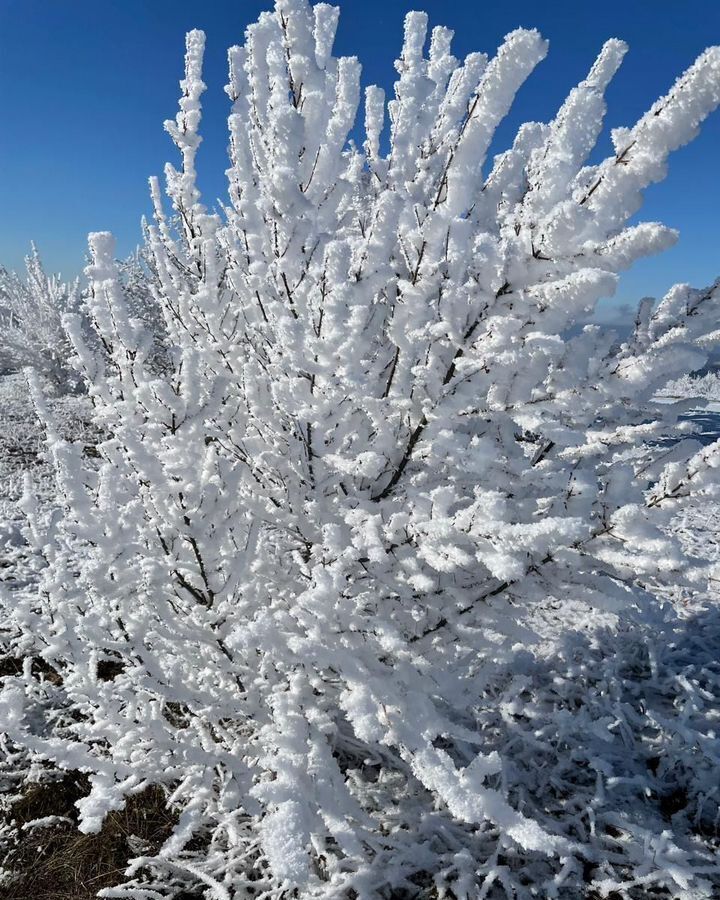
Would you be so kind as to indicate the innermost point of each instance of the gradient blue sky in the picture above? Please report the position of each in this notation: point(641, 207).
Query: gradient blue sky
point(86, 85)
---
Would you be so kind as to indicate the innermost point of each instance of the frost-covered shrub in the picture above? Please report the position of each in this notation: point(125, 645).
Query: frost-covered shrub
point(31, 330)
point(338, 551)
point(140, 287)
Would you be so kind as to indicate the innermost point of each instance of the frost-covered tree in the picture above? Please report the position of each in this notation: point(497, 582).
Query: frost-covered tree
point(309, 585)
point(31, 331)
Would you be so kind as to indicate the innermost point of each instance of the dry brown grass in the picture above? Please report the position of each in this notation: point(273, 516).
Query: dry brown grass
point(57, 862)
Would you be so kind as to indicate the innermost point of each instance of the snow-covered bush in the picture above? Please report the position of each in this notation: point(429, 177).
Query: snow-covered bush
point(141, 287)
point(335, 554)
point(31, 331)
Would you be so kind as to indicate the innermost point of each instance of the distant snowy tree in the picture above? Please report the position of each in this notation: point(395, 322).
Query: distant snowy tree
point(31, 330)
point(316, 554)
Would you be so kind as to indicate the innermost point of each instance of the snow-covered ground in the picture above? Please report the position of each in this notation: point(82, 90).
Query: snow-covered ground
==
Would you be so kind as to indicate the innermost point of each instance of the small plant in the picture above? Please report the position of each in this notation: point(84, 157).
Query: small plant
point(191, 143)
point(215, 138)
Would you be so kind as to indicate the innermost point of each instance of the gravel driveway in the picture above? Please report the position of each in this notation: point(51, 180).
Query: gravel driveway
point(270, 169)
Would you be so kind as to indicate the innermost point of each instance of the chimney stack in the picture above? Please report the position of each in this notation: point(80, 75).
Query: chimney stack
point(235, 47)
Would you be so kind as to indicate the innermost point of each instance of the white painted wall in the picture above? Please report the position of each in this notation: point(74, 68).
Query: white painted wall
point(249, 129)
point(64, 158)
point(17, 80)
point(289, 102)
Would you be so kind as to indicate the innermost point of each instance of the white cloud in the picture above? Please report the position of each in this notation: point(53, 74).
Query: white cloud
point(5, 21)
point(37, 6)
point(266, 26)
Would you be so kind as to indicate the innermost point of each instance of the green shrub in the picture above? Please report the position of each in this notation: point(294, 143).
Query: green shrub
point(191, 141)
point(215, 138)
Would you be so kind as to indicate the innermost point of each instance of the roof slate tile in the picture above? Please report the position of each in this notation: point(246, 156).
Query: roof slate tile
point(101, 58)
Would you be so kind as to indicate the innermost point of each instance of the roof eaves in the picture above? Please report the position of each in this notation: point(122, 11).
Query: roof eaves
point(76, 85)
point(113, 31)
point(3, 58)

Task prompt
Starting with the line in the listing above that contains "notation: point(395, 322)." and going on through the line that contains "Query: snow-covered ground", format those lines as a numbered list. Leave out any blank lines.

Response
1. Would you be so kind as to indicate the innermost point of each instance of the distant snowy tree in the picture above? Please report the position of each in this notation: point(395, 322).
2. Query: distant snowy tree
3. point(31, 330)
4. point(316, 554)
5. Would you be so kind as to indicate the innermost point of each instance of the snow-covered ground in the picture above? Please report the position of each in this notation: point(82, 90).
6. Query: snow-covered ground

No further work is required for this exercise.